**WAT TE DOEN**
**A)** In welke periode is het onderzoek uit de tekst over overhead bij gemeenten gedaan?
**B)** Schrijf de tekst over overhead bij gemeenten verder, te beginnen na de laatste zin.

**PAGINAFRAGMENT**
'''

De grootste kennisbank van het HBO

Inspiratie op jouw vakgebied

Vrij toegankelijk

Terug naar zoekresultatenDeel deze publicatie

Overhead bij gemeenten : onderzoek naar de wijze waarop gemeenten overheadkosten doorbelasten aan producten

Rechten: Alle rechten voorbehouden

Overhead bij gemeenten : onderzoek naar de wijze waarop gemeenten overheadkosten doorbelasten aan producten

Rechten: Alle rechten voorbehouden

Samenvatting

Het onderwerp van deze scriptie is overhead bij gemeenten. Aangezien binnen gemeenten veel discussie ontstaat hoe om te gaan met deze kosten, is vanuit de afdeling Audit Public Sector van Deloitte het verzoek tot een onderzoek onder een aantal gemeenten ingediend. Dit
onderzoek is van begin februari tot begin juni 2010 uitgevoerd, en wordt in deze scriptie beschreven.
De doelstelling van dit onderzoek is zowel accountants van Deloitte als gemeenten in het algemeen inzicht geven in de wijze waarop gemeenten met hun indirecte kosten omgaan.
Daarnaast worden uiteraard de theoretische en wettelijke kaders in kaart gebracht. Op basis van deze informatie is de volgende probleemstelling geformuleerd:

Op welke wijze en met welke motivatie belasten gemeenten indirecte kosten door aan hun afdelingen/diensten en valt deze wijze binnen de theoretische en wettelijke kaders die hiervoor gelden?

Om op deze vraag een goed antwoord te formuleren wordt het onderzoek gesplitst in een gedeelte deskresearch en een veldonderzoek onder een aantal gemeenten. Het deskresearch bestaat uit een beschrijving van de organisatie van Deloitte en de formulering van theoretische en wettelijke kaders. Het veldonderzoek bestaat uit een interview onder een aantal gemeenten, waarin financieel deskundige medewerkers wordt gevraagd naar de achterliggende motivatie voor bepaalde keuzes.

'''

**GETOONDE GEGEVENS**
'''

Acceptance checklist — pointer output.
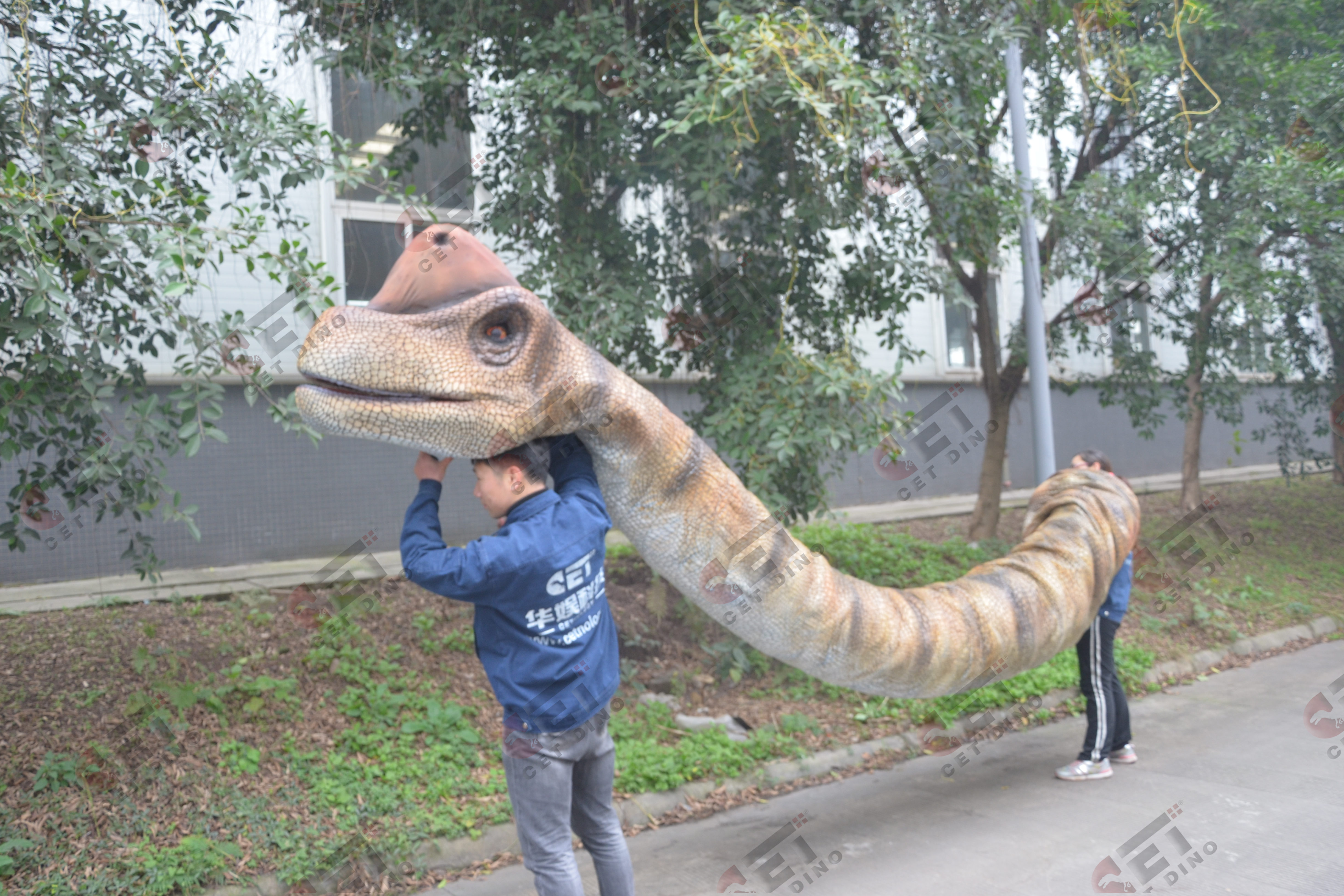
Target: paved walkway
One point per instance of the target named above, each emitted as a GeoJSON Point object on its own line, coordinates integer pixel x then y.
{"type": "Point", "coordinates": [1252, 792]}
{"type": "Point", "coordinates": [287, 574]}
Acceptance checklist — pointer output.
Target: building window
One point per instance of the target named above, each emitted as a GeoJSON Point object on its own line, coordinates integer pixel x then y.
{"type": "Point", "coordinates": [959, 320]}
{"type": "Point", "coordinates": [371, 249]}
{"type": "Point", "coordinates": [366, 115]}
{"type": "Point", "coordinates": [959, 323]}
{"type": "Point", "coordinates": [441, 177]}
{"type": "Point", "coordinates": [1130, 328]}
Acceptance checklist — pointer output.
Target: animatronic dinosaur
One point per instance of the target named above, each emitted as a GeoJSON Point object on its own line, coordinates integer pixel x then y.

'''
'''

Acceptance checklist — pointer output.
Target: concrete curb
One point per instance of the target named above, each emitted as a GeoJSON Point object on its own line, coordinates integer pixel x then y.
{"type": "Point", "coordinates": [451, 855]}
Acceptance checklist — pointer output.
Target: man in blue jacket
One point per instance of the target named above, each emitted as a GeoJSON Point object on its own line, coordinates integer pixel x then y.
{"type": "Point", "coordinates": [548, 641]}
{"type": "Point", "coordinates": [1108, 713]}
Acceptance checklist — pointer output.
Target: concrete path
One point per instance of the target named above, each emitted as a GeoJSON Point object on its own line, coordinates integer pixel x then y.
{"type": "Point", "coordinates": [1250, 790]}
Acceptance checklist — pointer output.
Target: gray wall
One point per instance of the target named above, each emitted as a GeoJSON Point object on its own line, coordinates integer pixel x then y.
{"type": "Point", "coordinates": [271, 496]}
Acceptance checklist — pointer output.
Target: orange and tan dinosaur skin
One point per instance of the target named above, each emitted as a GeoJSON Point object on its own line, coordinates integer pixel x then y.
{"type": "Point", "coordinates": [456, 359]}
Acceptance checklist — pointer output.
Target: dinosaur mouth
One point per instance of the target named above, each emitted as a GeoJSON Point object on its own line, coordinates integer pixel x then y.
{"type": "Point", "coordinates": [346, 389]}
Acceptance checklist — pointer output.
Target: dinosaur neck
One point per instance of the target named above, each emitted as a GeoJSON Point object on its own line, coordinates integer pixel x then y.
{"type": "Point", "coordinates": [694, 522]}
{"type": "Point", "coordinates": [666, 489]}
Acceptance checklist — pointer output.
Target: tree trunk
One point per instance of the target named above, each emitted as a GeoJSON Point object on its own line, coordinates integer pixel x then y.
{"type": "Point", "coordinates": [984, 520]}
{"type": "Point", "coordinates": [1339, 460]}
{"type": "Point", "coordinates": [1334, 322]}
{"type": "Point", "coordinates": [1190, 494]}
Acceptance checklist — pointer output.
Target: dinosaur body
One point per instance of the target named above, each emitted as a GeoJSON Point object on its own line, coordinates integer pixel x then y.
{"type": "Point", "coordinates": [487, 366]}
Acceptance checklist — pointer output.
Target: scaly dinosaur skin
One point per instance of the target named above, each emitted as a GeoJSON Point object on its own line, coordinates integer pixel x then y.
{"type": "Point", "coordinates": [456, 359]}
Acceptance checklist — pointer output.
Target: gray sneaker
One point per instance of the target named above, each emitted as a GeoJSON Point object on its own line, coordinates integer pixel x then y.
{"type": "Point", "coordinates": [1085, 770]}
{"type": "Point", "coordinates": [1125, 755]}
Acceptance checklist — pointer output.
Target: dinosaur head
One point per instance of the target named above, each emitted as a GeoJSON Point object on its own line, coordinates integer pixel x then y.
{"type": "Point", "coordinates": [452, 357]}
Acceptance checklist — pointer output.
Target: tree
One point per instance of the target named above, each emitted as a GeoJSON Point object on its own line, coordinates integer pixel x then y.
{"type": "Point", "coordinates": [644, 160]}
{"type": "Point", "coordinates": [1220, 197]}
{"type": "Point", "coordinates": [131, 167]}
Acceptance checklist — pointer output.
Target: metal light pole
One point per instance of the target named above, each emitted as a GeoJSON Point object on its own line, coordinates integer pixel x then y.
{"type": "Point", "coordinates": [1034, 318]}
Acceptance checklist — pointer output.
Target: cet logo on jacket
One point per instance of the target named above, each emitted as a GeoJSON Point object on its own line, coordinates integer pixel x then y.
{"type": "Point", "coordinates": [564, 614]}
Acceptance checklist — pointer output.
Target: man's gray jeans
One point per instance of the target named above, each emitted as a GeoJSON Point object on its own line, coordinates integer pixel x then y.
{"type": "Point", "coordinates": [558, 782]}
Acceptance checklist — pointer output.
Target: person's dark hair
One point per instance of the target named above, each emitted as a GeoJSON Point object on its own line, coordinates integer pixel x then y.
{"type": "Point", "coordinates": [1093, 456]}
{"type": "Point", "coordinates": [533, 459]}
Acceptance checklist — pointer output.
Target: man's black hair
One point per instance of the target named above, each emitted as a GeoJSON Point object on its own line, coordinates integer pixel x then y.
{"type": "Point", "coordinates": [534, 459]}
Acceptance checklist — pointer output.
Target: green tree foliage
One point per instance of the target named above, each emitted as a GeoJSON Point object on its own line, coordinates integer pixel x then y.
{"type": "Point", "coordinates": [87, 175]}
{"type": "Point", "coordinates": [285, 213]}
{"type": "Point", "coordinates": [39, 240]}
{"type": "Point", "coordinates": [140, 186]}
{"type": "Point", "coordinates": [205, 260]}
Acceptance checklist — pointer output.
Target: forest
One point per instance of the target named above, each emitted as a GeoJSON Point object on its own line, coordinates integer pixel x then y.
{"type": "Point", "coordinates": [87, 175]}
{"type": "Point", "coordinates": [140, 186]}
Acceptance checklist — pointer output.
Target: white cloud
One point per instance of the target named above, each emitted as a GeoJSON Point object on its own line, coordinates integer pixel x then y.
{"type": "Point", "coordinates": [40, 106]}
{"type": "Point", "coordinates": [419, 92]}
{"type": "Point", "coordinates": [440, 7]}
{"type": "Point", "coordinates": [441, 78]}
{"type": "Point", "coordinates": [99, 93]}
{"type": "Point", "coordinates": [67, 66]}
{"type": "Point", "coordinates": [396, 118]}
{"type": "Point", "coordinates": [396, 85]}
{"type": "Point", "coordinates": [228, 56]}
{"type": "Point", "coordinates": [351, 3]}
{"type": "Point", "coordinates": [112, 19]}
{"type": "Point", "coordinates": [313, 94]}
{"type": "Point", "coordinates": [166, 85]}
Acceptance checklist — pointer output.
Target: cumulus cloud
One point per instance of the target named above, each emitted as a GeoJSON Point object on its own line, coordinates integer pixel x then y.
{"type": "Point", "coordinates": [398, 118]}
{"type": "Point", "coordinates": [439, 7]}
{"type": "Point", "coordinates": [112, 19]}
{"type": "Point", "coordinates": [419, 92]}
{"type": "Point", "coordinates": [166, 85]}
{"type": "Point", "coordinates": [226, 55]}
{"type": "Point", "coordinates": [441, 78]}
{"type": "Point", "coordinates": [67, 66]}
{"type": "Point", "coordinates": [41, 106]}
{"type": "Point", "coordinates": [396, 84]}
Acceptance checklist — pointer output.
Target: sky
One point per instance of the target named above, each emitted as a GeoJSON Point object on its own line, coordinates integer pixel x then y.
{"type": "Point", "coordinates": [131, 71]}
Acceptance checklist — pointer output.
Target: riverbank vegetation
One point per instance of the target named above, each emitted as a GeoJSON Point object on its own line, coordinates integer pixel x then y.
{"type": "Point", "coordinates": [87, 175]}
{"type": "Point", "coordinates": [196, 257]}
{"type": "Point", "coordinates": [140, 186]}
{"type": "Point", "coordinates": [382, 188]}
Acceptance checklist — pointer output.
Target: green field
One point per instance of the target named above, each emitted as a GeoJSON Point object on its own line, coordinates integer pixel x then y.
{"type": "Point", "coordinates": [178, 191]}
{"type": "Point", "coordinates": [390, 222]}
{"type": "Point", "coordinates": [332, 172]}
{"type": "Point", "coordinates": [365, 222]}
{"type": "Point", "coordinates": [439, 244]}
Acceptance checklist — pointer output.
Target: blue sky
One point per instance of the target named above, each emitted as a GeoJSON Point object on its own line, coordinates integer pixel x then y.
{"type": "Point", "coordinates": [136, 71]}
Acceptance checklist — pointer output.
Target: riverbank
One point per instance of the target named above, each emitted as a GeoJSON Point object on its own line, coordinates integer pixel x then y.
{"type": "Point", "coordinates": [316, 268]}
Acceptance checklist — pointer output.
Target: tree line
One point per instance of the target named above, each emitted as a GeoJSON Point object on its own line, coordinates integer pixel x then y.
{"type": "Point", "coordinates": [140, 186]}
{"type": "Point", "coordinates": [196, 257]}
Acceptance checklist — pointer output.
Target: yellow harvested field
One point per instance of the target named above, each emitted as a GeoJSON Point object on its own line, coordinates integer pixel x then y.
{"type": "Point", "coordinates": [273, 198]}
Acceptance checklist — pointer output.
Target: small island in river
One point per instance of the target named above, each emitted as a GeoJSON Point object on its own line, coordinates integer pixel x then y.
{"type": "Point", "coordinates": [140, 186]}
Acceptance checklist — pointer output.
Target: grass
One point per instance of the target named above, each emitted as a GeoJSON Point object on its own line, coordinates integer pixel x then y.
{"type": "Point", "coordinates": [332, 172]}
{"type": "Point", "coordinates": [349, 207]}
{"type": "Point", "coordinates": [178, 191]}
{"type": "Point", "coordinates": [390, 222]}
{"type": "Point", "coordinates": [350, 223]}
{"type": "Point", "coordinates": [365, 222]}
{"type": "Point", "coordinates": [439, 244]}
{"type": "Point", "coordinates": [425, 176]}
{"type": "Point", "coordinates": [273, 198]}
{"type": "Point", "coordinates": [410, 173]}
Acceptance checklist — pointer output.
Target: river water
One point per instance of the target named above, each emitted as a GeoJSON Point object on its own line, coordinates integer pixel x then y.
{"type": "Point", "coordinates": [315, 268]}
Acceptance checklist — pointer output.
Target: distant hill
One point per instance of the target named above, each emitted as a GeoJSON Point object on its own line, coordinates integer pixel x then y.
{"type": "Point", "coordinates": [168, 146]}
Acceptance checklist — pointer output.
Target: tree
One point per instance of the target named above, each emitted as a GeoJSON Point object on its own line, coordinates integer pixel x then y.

'''

**ANTWOORDEN PER OPDRACHT**
**A)** Van begin februari tot begin juni 2010.

**B)**
Deze scriptie is geschreven op de afdeling Audit Public Sector op het kantoor in Voorburg.
Deze afdeling is verantwoordelijk voor de jaarrekeningcontroles van instellingen in de non-profit sector, zoals ministeries, provincies, gemeenten, zorginstellingen en onderwijsinstellingen.
De afdeling neemt binnen Deloitte een belangrijke plaats in, want het accountantskantoor is na de fusie met de VB groep in 1998 marktleider in de publieke sector.
Een belangrijk aspect in deze scriptie is het onderscheid tussen directe en indirecte kosten.
Directe kosten kunnen rechtstreeks aan producten worden toegerekend, bij indirecte kosten is dit verband niet aanwezig. Een andere term voor indirecte kosten is overhead, beide begrippen worden in deze scriptie door elkaar gebruikt.
Voor het toerekenen van overheadkosten zijn in de loop van de geschiedenis verschillende methoden ontwikkeld. De meest gangbare zijn: opslagmethode, kostenplaatsmethode en activity based costing. Hierbij kan worden gesteld dat de opslagmethode en activity based costing qua complexiteit en tijdrovendheid ver uit elkaar liggen. Naast theoretische kaders zijn ook wettelijke kaders in kaart gebracht.
In de gemeentewet wordt gesteld dat gemeenten grondslagen voor kostprijsberekening moeten vastleggen in de financiële verordening 212. Verder wordt in de gemeentewet voorgeschreven dat gemeenten geen winst mogen maken, tarieven voor leges mogen maximaal 100% kostendekkend zijn.
De commissie BBV draagt zorg voor een eenduidige uitvoering en toepassing van de gemeentelijke verslaggevingsregels. Met betrekking tot het onderwerp indirecte kosten heeft het BBV niets voorgeschreven, met als motivatie dat gemeenten zeer verschillend kunnen zijn.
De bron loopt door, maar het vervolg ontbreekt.